— Start —

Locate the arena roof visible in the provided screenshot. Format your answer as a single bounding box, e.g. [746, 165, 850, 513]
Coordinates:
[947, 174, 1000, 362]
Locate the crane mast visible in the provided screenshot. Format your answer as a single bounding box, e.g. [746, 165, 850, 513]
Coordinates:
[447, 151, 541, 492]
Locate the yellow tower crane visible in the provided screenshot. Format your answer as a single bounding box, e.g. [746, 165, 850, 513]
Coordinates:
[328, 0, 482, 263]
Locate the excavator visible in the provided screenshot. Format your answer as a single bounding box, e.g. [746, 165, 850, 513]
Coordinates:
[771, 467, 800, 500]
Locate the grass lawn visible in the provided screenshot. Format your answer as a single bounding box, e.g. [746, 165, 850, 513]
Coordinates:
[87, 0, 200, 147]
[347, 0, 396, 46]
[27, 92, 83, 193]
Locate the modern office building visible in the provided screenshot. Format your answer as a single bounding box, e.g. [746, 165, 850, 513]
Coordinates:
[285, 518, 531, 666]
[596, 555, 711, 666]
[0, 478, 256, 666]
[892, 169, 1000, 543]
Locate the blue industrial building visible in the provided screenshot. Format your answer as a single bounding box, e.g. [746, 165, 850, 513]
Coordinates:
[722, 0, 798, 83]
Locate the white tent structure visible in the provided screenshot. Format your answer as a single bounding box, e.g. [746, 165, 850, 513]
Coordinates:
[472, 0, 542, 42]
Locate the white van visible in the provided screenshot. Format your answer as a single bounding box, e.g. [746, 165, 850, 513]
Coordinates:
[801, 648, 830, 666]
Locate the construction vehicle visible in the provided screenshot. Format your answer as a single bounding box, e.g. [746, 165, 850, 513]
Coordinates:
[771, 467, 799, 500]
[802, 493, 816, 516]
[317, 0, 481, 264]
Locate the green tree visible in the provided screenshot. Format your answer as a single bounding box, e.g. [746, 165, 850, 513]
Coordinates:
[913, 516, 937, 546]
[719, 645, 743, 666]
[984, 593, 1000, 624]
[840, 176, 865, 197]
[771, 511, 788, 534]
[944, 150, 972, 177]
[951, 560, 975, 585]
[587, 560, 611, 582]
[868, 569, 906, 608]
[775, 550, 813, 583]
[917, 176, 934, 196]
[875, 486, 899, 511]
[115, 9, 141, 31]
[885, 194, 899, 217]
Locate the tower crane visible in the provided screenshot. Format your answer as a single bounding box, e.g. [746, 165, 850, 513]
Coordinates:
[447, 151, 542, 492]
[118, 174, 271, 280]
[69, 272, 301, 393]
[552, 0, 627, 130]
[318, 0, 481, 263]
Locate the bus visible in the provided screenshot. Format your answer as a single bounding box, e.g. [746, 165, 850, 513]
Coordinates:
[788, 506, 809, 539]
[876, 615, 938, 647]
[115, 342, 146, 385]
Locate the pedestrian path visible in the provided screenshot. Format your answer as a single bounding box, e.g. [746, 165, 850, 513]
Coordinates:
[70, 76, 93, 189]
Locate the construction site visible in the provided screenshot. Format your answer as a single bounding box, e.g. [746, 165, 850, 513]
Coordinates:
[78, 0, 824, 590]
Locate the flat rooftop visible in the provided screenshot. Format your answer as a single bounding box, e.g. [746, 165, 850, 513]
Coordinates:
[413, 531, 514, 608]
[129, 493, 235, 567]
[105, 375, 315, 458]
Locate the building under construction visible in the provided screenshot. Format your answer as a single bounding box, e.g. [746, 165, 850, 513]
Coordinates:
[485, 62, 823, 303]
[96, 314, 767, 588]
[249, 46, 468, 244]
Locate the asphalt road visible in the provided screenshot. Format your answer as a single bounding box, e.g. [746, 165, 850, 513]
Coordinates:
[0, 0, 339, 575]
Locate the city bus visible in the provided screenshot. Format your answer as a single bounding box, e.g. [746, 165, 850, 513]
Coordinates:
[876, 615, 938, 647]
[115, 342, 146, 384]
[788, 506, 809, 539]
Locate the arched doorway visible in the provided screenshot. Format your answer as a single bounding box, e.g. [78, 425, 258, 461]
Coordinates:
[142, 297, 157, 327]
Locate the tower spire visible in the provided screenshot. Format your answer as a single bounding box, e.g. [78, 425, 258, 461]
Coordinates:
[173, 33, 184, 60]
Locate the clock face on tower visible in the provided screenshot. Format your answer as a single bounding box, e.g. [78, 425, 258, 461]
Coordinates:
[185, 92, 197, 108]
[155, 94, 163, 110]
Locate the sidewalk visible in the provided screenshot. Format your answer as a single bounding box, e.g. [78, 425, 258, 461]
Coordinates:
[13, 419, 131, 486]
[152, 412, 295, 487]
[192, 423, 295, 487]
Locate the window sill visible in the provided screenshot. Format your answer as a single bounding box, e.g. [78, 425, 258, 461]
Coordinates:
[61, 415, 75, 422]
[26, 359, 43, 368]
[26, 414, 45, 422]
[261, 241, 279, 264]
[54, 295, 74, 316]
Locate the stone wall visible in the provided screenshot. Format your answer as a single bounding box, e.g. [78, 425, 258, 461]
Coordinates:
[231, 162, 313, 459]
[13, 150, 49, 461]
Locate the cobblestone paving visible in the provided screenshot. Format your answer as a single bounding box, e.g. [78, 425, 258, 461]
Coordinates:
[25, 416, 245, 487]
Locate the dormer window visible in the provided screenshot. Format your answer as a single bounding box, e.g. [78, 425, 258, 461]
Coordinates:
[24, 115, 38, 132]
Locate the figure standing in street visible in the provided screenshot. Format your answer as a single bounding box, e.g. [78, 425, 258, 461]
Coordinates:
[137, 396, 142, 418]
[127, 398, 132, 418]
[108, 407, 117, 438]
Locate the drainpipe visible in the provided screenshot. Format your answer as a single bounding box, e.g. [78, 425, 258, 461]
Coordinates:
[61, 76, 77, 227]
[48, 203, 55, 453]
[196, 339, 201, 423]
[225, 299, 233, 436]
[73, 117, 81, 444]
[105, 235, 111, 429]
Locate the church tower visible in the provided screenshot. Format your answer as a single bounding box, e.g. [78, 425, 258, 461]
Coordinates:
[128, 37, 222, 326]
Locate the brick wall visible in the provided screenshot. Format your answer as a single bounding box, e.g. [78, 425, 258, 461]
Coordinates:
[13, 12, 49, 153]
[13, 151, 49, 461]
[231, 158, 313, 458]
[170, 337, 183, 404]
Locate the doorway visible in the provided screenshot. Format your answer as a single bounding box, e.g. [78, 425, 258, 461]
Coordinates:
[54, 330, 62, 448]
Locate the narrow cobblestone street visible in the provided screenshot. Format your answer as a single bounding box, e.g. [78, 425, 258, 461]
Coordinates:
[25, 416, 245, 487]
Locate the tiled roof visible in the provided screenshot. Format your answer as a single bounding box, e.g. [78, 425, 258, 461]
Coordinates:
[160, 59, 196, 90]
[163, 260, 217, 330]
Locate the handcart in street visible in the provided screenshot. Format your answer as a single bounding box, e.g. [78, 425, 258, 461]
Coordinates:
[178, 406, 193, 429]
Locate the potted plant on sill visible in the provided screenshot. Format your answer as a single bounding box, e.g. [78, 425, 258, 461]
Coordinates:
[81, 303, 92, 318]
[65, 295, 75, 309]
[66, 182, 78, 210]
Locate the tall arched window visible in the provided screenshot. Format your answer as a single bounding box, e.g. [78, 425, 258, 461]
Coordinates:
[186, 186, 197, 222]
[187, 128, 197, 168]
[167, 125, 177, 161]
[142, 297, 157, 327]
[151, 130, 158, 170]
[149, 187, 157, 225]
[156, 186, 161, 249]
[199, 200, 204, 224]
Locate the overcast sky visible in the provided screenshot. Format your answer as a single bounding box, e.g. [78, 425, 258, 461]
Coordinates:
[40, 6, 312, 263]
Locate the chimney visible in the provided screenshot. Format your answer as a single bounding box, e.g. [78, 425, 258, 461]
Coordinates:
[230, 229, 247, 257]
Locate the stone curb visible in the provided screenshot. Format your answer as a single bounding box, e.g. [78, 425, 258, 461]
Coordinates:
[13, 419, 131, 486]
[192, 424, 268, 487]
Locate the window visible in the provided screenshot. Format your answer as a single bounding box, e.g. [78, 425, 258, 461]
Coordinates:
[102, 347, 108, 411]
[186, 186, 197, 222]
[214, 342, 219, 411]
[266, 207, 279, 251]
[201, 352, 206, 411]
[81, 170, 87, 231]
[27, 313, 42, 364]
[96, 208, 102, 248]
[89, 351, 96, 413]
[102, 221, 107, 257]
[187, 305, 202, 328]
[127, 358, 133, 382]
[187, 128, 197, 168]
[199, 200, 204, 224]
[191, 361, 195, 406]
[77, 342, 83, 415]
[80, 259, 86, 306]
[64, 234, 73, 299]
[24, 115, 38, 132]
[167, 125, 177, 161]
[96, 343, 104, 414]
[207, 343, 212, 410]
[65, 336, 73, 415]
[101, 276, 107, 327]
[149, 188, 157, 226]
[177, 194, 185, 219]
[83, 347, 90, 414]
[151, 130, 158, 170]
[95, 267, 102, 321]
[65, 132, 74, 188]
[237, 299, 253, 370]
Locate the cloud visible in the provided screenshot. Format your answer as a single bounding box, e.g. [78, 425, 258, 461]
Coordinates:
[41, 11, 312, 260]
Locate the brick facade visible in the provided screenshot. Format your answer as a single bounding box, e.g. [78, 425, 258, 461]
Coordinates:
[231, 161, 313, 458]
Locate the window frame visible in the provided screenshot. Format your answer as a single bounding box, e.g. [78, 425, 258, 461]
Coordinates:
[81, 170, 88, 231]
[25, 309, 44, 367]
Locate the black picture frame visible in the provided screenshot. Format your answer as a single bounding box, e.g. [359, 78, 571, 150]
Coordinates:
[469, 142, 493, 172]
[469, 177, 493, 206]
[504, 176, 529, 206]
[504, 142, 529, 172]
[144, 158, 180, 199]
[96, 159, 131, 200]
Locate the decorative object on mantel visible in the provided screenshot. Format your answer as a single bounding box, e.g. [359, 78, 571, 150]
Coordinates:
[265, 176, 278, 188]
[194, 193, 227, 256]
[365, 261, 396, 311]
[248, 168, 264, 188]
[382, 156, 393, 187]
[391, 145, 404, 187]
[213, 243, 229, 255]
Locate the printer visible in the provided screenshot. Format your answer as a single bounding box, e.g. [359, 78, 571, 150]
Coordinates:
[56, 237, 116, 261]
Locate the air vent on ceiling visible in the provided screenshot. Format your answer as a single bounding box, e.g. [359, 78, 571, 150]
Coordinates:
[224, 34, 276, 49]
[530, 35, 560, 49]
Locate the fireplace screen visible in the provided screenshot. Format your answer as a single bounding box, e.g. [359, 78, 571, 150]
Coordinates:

— End —

### Goal of the exercise
Please echo the data from the line containing "Locate the dormer" through the line containing "[105, 235, 111, 429]", inclusive.

### Solution to this task
Locate the dormer window visible in the provided screenshot. Format your answer as a single bounding box, e.g. [78, 425, 258, 461]
Coordinates:
[24, 115, 38, 132]
Locate the figure standing in street visible in the provided screenshot. Format your answer as a single bounding box, e.g. [78, 425, 258, 461]
Coordinates:
[137, 396, 142, 418]
[127, 398, 132, 418]
[108, 407, 117, 438]
Locate the drainpipe visible in the provided screenshot. Format your answer as a single bounding box, e.g. [78, 425, 258, 461]
Coordinates:
[61, 76, 77, 227]
[48, 203, 55, 453]
[196, 339, 201, 423]
[225, 299, 233, 436]
[73, 117, 81, 444]
[105, 235, 111, 429]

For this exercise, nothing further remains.